■ Exercise objective ■
The lines from the one holding "Q: report a point for each instance of the arc" to the end of the records below, exactly as written, are the only thing to return.

----- Available records

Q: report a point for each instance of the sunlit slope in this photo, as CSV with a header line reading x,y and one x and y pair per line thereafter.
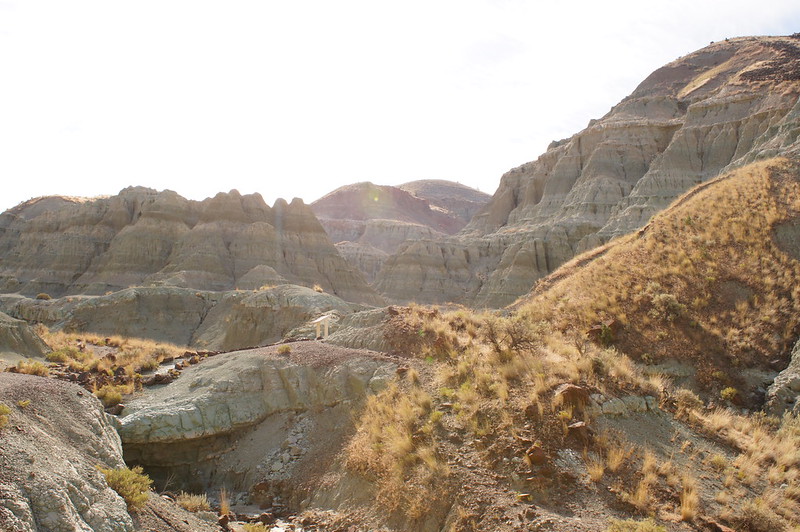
x,y
714,278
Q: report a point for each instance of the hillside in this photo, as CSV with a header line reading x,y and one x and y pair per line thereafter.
x,y
142,237
367,222
730,103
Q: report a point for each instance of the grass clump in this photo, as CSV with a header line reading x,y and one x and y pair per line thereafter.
x,y
631,525
284,349
4,412
111,394
255,527
32,367
133,485
193,502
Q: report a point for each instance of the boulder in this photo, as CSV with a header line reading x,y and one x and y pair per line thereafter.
x,y
783,393
50,452
687,123
18,341
144,237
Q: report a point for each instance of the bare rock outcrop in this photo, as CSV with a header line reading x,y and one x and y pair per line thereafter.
x,y
783,394
718,108
200,319
221,422
143,237
368,217
250,319
18,340
49,452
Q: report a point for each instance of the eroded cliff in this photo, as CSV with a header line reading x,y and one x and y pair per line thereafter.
x,y
721,107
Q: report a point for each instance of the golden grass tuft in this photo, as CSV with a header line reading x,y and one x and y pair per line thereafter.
x,y
193,502
4,412
32,367
133,485
690,499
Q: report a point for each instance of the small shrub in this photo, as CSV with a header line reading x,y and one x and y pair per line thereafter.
x,y
690,500
757,516
630,525
224,502
193,502
4,411
133,485
32,367
729,394
284,349
111,395
686,400
255,527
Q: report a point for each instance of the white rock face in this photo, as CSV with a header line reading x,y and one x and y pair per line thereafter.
x,y
784,392
236,390
250,417
688,122
49,456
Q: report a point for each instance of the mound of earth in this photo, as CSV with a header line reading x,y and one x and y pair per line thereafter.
x,y
56,438
718,108
252,420
142,237
18,340
199,319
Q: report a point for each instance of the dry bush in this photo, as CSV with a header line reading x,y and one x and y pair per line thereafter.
x,y
255,527
193,502
284,349
133,485
756,516
690,499
32,367
111,394
631,525
224,501
4,412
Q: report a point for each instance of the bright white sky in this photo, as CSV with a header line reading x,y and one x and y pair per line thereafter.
x,y
297,98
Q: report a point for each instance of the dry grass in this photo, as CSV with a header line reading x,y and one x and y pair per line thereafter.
x,y
193,502
31,367
709,286
690,499
77,351
111,394
133,485
224,502
4,412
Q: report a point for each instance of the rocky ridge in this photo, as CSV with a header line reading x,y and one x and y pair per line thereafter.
x,y
369,221
200,319
720,107
18,341
144,237
224,421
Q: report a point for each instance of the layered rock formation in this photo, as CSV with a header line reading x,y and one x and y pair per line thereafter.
x,y
144,237
18,340
49,454
224,421
368,221
723,106
200,319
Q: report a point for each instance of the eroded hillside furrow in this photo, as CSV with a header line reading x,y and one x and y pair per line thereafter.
x,y
689,121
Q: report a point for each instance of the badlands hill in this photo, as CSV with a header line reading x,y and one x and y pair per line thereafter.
x,y
730,103
141,237
368,222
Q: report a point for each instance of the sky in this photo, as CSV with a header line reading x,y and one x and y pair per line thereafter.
x,y
294,99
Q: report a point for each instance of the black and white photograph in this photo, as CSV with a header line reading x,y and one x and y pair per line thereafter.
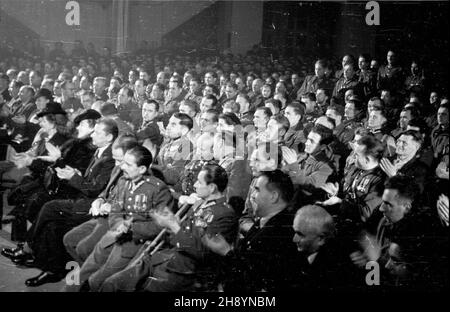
x,y
224,152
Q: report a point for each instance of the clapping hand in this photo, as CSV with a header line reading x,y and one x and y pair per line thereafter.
x,y
167,219
289,155
442,206
216,243
388,167
191,199
19,119
442,171
66,173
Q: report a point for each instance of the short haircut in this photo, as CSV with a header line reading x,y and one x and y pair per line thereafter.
x,y
275,103
374,147
310,95
298,107
214,88
270,148
279,182
160,86
118,79
413,111
325,133
125,142
17,83
416,136
317,218
266,111
110,127
338,109
192,105
282,121
142,156
153,102
102,79
230,119
406,186
128,91
185,120
322,62
362,131
212,98
89,93
215,114
108,109
217,175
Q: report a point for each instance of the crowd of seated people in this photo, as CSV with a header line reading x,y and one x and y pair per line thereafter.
x,y
225,173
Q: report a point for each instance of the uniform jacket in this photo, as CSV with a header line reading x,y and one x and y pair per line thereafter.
x,y
94,180
239,177
189,258
136,200
312,83
264,258
362,191
172,158
294,138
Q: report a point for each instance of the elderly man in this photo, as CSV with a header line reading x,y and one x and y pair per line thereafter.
x,y
322,262
264,259
407,160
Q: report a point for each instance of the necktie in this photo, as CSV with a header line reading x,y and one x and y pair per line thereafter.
x,y
94,159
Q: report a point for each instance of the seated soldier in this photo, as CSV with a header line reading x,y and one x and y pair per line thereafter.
x,y
264,259
185,260
363,183
311,169
136,196
322,262
81,240
266,157
176,151
407,159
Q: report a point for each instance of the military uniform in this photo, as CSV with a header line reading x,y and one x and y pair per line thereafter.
x,y
368,79
312,83
172,158
190,175
440,142
391,78
186,260
362,192
132,200
343,84
346,131
149,130
239,177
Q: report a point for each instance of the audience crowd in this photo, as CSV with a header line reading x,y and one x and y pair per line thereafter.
x,y
223,172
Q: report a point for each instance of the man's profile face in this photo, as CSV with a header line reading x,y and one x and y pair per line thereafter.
x,y
312,143
307,238
174,128
393,207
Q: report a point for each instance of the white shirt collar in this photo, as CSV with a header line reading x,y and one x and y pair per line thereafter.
x,y
312,257
101,150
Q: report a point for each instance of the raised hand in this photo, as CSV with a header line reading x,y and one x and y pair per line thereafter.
x,y
289,155
388,167
442,207
216,243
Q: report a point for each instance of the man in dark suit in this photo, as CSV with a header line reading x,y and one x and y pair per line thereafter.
x,y
322,262
81,240
57,217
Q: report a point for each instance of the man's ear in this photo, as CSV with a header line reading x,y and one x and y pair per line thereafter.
x,y
184,130
143,169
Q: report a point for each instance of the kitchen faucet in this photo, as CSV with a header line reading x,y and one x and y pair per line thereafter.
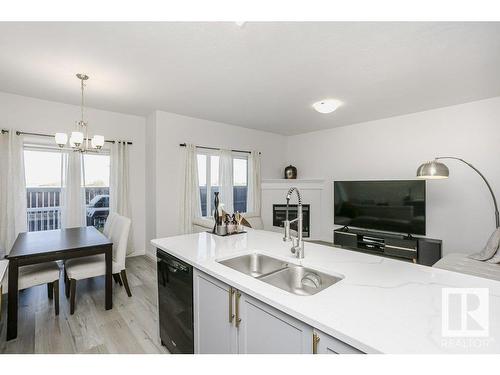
x,y
298,242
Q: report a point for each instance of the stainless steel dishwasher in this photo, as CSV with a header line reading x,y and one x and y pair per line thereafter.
x,y
175,303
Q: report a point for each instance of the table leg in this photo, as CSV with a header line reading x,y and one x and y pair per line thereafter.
x,y
109,273
12,300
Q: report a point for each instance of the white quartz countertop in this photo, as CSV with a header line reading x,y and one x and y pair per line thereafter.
x,y
381,306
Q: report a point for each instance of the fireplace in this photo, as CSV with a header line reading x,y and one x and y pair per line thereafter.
x,y
279,215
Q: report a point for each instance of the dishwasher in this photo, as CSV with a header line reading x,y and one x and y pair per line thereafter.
x,y
175,303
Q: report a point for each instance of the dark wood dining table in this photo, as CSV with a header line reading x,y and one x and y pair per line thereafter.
x,y
52,245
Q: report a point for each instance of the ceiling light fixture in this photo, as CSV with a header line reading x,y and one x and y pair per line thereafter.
x,y
327,105
79,139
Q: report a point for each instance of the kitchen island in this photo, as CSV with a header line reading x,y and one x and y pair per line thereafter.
x,y
381,305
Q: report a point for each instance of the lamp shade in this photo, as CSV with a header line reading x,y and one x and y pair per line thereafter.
x,y
76,139
433,170
97,141
61,139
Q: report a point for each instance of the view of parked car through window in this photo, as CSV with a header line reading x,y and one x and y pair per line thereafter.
x,y
43,186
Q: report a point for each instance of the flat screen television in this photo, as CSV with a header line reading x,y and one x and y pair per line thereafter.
x,y
392,205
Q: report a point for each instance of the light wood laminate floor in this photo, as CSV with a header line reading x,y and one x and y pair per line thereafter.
x,y
130,327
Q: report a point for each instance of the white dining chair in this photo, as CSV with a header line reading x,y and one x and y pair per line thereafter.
x,y
87,267
39,274
109,223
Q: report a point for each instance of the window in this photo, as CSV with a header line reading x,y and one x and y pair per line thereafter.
x,y
240,183
96,175
43,186
43,189
208,179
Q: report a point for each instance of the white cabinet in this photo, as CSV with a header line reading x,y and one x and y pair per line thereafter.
x,y
265,330
325,344
213,333
229,321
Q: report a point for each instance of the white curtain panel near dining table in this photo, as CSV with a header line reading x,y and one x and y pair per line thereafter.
x,y
119,184
190,204
12,189
226,180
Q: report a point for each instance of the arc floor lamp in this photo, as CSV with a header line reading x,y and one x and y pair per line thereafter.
x,y
437,170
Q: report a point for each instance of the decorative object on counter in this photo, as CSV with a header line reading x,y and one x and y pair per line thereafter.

----------

■ Response below ■
Q: report a point for each instance of the arc floor lamp in this photo, as CSV with a header line reading x,y and one x and y pair per line thereafter.
x,y
437,170
Q: report a point for each instance of the decorative object on counter in this photo, as CSV with a header line reading x,y and one x and y pair per line thereafter.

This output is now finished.